- [Instructions to follow]:
Repeat the rows below word for word, from the line with "Each instance of the black bulletproof" up to and including the line with "x=299 y=318". Give only those lines.

- [Data records]:
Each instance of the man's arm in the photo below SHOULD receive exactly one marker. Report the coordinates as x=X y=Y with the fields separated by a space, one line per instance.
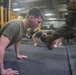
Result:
x=17 y=45
x=34 y=39
x=4 y=41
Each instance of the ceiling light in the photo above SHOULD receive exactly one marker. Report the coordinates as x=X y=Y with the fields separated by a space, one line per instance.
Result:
x=17 y=9
x=48 y=14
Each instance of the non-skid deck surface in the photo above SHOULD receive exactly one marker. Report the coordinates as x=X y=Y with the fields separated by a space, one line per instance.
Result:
x=72 y=56
x=41 y=61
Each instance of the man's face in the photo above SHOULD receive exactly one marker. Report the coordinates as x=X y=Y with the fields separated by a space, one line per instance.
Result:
x=35 y=22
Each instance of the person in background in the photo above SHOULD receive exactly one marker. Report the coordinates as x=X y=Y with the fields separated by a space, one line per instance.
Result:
x=12 y=32
x=40 y=34
x=58 y=43
x=67 y=28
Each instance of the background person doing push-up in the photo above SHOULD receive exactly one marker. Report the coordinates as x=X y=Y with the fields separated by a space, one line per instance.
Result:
x=12 y=32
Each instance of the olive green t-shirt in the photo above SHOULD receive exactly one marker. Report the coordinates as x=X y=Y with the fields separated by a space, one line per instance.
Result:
x=14 y=30
x=39 y=33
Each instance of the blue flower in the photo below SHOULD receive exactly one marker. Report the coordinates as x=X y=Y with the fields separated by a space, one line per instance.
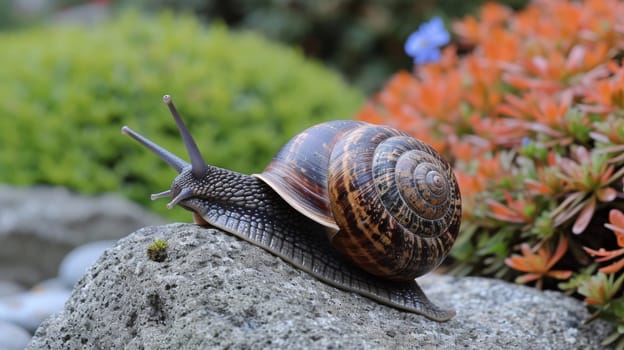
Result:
x=424 y=44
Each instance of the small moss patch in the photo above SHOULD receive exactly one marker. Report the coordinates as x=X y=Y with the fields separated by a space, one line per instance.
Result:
x=157 y=251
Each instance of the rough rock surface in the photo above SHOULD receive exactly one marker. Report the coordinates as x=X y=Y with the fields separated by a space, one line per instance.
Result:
x=39 y=225
x=215 y=291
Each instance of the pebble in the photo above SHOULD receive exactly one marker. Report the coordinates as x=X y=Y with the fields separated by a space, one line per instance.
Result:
x=9 y=288
x=30 y=308
x=76 y=262
x=13 y=337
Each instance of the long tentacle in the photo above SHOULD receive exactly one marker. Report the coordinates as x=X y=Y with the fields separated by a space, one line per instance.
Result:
x=197 y=161
x=177 y=163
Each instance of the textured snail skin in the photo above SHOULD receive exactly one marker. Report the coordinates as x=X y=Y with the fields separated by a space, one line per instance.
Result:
x=267 y=211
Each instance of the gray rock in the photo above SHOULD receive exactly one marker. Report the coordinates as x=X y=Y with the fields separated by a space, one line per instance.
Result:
x=39 y=225
x=13 y=337
x=215 y=291
x=76 y=263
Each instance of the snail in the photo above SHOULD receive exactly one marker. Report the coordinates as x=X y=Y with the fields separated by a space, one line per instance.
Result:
x=362 y=207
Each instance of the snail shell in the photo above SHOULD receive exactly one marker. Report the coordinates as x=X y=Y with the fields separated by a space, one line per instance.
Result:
x=390 y=202
x=362 y=207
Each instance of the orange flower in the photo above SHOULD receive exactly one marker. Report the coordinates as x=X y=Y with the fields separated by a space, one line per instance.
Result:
x=538 y=261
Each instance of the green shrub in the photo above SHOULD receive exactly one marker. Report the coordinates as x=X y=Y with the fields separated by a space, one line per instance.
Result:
x=363 y=39
x=67 y=90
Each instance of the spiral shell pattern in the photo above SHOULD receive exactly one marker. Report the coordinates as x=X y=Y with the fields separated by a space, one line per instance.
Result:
x=396 y=201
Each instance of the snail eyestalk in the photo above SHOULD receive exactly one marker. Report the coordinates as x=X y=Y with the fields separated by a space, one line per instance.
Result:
x=160 y=195
x=184 y=194
x=171 y=159
x=197 y=161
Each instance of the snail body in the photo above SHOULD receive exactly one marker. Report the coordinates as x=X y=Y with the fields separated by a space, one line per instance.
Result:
x=365 y=208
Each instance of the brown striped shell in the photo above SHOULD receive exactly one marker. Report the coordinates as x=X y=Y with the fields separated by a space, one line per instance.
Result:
x=390 y=202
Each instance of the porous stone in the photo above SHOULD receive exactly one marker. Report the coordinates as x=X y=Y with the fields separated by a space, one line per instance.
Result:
x=215 y=291
x=76 y=263
x=39 y=225
x=13 y=337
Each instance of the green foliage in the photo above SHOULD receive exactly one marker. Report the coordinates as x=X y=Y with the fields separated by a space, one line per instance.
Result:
x=67 y=90
x=363 y=39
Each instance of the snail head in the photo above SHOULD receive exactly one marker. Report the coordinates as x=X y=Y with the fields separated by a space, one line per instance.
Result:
x=187 y=184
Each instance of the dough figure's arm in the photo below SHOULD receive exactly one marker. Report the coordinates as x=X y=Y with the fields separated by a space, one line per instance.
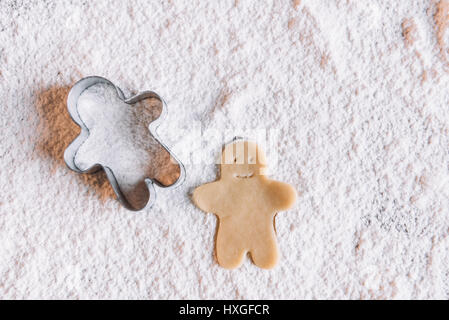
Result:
x=207 y=197
x=283 y=195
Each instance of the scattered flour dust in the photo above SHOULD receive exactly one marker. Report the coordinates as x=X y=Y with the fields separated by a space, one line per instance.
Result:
x=362 y=138
x=441 y=24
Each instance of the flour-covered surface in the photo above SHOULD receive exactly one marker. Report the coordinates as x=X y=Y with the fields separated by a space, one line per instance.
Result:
x=357 y=90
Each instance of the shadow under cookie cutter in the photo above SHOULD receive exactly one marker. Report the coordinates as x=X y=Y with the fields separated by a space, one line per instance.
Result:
x=72 y=149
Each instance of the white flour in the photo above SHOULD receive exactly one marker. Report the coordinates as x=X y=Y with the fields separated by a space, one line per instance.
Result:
x=357 y=89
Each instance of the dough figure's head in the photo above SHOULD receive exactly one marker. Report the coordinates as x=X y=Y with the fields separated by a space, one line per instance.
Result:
x=242 y=160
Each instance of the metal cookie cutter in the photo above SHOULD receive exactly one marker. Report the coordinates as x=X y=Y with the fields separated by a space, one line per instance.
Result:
x=70 y=153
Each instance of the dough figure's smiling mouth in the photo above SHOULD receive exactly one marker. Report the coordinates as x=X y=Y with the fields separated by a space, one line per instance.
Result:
x=244 y=176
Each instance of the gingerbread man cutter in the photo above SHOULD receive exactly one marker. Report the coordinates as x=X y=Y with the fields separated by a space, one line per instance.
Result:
x=118 y=135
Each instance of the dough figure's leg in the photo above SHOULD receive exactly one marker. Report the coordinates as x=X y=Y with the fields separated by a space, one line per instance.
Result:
x=230 y=252
x=265 y=252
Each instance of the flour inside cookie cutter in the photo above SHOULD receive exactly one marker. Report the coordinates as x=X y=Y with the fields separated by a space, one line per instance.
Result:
x=118 y=135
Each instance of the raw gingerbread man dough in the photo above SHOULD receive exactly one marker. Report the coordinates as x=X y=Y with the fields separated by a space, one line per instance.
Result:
x=245 y=202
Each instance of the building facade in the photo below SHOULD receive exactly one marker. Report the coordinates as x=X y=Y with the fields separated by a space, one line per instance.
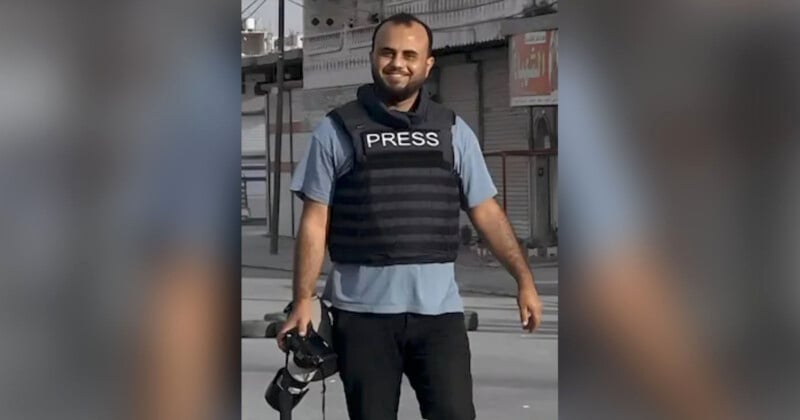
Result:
x=471 y=76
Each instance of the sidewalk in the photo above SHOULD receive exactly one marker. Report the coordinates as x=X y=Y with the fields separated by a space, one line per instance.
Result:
x=474 y=274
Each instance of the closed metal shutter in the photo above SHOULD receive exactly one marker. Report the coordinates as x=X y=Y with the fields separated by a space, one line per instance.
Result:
x=507 y=128
x=458 y=90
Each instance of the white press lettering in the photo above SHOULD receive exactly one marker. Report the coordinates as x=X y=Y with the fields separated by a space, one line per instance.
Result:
x=388 y=138
x=433 y=138
x=402 y=138
x=373 y=138
x=418 y=138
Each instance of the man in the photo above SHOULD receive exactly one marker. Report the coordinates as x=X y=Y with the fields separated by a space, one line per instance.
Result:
x=383 y=182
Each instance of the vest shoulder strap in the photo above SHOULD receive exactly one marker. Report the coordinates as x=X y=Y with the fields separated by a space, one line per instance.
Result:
x=353 y=119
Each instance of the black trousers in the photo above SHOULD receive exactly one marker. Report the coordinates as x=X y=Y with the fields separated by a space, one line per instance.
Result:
x=375 y=350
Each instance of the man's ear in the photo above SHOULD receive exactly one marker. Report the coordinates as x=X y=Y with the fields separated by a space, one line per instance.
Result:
x=429 y=65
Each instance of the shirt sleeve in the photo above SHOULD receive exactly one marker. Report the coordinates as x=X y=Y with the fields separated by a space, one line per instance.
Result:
x=315 y=174
x=476 y=180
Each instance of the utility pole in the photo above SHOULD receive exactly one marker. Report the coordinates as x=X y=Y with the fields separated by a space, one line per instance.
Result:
x=276 y=178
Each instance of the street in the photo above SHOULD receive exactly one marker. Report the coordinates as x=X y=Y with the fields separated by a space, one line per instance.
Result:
x=515 y=375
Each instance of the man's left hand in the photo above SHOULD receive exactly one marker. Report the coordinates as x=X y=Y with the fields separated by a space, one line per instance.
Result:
x=530 y=308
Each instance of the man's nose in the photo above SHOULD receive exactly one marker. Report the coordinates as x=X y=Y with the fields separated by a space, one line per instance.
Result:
x=397 y=62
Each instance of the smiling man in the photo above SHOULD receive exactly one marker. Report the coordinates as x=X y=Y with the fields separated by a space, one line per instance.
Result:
x=383 y=182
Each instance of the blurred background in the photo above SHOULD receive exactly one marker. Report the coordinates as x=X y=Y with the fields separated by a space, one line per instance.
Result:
x=678 y=169
x=119 y=218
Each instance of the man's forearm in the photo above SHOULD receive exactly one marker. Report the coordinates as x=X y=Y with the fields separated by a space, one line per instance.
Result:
x=309 y=255
x=493 y=226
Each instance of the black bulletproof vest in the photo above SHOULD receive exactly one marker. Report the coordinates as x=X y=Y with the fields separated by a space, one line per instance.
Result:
x=400 y=202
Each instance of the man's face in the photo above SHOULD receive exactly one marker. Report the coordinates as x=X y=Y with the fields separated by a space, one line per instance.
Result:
x=400 y=59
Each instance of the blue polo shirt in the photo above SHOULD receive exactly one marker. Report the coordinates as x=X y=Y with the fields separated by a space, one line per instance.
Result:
x=428 y=289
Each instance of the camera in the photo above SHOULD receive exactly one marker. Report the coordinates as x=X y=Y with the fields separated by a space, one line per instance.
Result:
x=312 y=359
x=311 y=352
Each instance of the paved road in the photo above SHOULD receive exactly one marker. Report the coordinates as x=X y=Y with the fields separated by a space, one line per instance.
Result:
x=515 y=374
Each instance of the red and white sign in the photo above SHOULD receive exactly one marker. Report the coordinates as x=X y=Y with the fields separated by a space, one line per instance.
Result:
x=533 y=68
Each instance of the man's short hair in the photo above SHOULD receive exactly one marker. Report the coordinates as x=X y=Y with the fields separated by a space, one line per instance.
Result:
x=405 y=19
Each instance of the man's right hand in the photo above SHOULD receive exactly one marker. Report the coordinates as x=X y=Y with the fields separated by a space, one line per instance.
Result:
x=299 y=318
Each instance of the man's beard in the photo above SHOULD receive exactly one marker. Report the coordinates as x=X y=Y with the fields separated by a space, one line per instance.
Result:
x=394 y=95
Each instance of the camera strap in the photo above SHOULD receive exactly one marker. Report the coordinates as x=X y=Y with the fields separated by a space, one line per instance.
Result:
x=285 y=398
x=323 y=399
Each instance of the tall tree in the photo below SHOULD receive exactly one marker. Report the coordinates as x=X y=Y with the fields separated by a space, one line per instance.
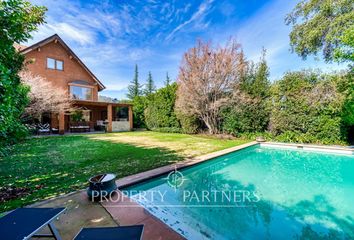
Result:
x=150 y=86
x=325 y=25
x=168 y=80
x=134 y=88
x=18 y=18
x=44 y=96
x=206 y=81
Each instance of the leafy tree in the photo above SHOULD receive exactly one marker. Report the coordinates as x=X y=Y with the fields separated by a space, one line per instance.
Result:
x=249 y=110
x=44 y=96
x=326 y=25
x=134 y=88
x=150 y=86
x=159 y=112
x=168 y=80
x=307 y=107
x=18 y=18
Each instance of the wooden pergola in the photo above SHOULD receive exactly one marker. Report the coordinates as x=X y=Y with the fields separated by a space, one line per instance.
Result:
x=108 y=105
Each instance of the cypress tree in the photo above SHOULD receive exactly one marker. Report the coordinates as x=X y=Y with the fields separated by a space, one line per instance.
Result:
x=134 y=88
x=150 y=86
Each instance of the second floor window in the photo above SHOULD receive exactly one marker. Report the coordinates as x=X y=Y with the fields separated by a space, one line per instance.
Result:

- [Exercise result]:
Each instance of the black bulletproof vest in the photo above SHOULD receive exactly one marker. Report the coordinates as x=X y=Y with the fields separated by a space, one line per instance.
Result:
x=400 y=202
Each instance of the man's face in the photo above SHOULD receive exactly one marker. Report the coordinates as x=X y=Y with the fields separated by a space, one line per instance.
Result:
x=400 y=59
Each instance of the blue polo shirt in the photo above SHOULD receive exactly one marker. Report the coordinates as x=X y=Y with the fields separated by a space, one line per instance.
Result:
x=428 y=289
Each instance of the camera in the photo above SHOULD receive exactly one marker. Report the coordinates as x=X y=Y with the fields separated by a space, one line per instance.
Result:
x=312 y=359
x=311 y=352
Each instance of the paved road in the photo above SHOULD receive exactly one marker. Report the coordinates as x=X y=Y with the fields separated by a space, one line per instance.
Result:
x=515 y=374
Each instance of the red and white sign in the photo above SHOULD receive exactly one marker. Report the coordinates as x=X y=Y with the fields separated by a space, one line per instance.
Result:
x=533 y=68
Each instance of the man's short hair in the photo above SHOULD receive exactly one marker. Report the coordinates as x=X y=Y with the fields separated by a space, one line per instance.
Result:
x=405 y=19
Each instance of the man's right hand in the photo above SHOULD receive exactly one marker. Report the coordinates as x=X y=Y with the fields separated by a space, one line per instance.
Result:
x=299 y=318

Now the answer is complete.